Required work:
Revise the data from the line with "Annotation task — tag each instance of the asphalt" up to and including the line with "pixel 168 246", replacing "single pin" with "single marker" and leaving everything else unchanged.

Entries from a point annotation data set
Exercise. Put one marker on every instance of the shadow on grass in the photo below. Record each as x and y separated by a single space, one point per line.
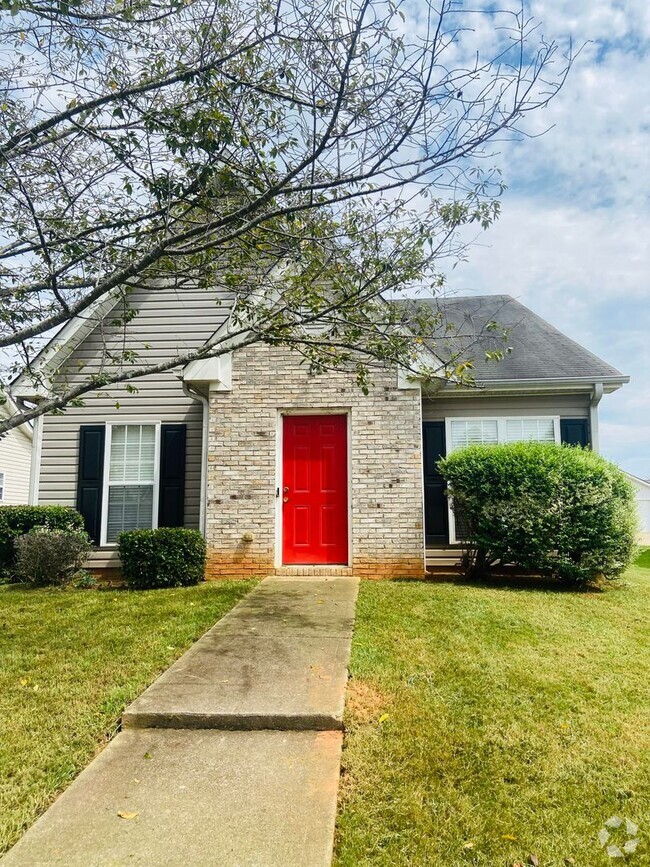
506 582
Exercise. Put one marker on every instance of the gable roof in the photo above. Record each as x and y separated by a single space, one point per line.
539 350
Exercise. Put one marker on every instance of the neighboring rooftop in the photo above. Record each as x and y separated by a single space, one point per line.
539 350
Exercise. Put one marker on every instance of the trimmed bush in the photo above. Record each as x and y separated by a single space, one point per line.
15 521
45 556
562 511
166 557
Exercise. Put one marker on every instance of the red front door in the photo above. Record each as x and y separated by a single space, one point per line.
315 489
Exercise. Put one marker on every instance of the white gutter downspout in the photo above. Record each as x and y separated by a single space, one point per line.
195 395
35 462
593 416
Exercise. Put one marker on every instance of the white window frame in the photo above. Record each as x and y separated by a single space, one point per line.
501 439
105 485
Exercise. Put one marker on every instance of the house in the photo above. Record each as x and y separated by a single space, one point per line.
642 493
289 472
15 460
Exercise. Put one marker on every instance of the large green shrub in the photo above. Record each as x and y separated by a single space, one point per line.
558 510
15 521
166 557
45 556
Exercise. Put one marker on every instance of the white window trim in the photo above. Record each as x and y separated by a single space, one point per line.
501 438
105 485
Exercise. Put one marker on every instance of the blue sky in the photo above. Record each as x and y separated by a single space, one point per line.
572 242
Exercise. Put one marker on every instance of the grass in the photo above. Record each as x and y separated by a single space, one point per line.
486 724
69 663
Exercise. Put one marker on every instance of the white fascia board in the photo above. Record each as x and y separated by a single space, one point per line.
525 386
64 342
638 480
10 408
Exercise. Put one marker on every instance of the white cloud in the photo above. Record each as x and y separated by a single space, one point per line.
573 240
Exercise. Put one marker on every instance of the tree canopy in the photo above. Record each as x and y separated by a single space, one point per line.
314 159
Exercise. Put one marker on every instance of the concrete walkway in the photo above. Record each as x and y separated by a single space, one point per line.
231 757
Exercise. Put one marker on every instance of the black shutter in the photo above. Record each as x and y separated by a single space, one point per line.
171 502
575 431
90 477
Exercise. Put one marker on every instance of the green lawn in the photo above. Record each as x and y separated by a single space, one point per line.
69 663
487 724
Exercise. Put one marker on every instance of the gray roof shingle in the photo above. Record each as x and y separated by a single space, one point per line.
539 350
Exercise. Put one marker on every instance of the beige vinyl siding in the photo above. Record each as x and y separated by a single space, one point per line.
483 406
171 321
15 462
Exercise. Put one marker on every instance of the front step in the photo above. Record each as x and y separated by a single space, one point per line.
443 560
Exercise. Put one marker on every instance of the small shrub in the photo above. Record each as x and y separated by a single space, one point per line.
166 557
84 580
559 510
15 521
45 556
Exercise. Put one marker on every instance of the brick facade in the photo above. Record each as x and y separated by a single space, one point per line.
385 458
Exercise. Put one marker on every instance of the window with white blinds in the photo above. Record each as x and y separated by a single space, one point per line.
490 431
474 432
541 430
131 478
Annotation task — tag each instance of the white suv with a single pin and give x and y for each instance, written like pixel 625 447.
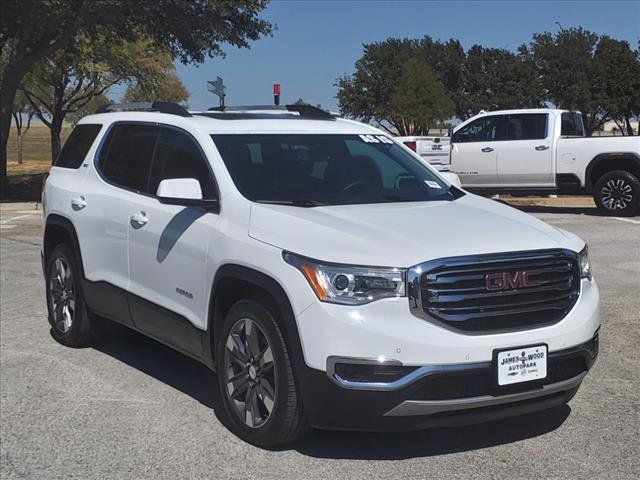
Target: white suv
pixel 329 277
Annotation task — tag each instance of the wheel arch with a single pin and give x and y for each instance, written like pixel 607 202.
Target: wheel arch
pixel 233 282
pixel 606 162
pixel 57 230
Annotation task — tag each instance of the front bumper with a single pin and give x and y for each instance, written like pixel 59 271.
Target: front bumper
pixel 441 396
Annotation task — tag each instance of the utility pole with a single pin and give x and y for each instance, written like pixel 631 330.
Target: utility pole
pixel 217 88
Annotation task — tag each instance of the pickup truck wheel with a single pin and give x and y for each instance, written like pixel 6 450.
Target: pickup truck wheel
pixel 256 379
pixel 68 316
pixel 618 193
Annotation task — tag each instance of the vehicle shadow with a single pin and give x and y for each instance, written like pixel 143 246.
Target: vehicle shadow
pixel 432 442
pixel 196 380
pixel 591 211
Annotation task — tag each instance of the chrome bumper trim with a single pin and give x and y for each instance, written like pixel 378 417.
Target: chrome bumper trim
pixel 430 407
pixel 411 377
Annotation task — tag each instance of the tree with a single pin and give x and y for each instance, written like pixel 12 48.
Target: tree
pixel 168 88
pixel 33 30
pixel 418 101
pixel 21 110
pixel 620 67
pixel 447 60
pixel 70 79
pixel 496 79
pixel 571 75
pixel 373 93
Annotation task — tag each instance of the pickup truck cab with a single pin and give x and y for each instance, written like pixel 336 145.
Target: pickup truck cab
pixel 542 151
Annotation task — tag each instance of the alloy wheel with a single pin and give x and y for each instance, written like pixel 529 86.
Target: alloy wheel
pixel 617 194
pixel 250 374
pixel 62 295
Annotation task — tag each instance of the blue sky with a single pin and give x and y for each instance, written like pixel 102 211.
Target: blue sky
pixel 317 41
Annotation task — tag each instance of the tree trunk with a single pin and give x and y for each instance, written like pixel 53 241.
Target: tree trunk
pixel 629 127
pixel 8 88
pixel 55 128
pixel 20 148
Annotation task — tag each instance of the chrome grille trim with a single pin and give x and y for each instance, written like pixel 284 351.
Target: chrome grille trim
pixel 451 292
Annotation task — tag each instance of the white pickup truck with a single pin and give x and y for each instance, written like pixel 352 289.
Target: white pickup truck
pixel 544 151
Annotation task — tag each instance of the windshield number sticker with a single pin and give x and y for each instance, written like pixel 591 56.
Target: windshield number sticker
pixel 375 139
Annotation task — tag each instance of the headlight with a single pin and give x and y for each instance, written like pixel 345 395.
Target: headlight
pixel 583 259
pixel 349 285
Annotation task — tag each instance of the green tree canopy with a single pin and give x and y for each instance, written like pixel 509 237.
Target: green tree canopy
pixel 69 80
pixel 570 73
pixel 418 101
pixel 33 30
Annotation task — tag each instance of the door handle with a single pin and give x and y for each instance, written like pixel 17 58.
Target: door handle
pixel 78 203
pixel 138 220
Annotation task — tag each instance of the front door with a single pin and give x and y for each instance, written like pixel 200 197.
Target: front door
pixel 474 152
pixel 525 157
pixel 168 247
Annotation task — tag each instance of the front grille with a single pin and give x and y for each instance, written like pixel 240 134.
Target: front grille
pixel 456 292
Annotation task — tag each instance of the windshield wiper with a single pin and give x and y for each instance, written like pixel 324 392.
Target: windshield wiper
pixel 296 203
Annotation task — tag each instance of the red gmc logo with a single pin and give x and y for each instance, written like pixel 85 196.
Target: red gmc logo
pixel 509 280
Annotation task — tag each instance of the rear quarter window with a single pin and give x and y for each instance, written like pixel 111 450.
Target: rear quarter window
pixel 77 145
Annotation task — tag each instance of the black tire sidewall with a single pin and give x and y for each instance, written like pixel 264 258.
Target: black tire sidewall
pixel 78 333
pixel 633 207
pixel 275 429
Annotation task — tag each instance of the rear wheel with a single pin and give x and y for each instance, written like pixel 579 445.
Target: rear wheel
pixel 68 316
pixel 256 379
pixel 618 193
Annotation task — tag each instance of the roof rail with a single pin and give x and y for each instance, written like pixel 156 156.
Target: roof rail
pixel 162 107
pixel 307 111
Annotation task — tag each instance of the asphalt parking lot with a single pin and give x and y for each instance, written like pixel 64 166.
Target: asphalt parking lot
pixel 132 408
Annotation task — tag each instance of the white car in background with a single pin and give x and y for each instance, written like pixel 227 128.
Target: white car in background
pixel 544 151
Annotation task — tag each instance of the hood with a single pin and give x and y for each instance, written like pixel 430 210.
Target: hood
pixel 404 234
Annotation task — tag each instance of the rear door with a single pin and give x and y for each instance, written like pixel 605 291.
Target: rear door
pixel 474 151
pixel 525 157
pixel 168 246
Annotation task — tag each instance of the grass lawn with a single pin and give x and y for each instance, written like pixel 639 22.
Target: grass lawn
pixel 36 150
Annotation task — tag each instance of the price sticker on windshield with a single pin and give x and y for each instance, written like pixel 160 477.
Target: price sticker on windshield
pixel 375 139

Complete response:
Annotation task — tag each instance of the asphalt parking lot with a single marker and give x and y for each instance, written like pixel 64 166.
Target: asphalt parking lot
pixel 132 408
Annotation task — tag each instance of the white car in background with a single marker and give x and y for each instance, written like pixel 227 128.
Target: white car in background
pixel 544 151
Annotation task — tag each instance of the hood with a single marker and give x and y for each instance, written like pixel 430 210.
Target: hood
pixel 404 234
Annotation task — tag each instance of the rear door with a single marker and give x and y for each instance, written like pixel 605 291.
Target: rear door
pixel 474 151
pixel 525 157
pixel 168 246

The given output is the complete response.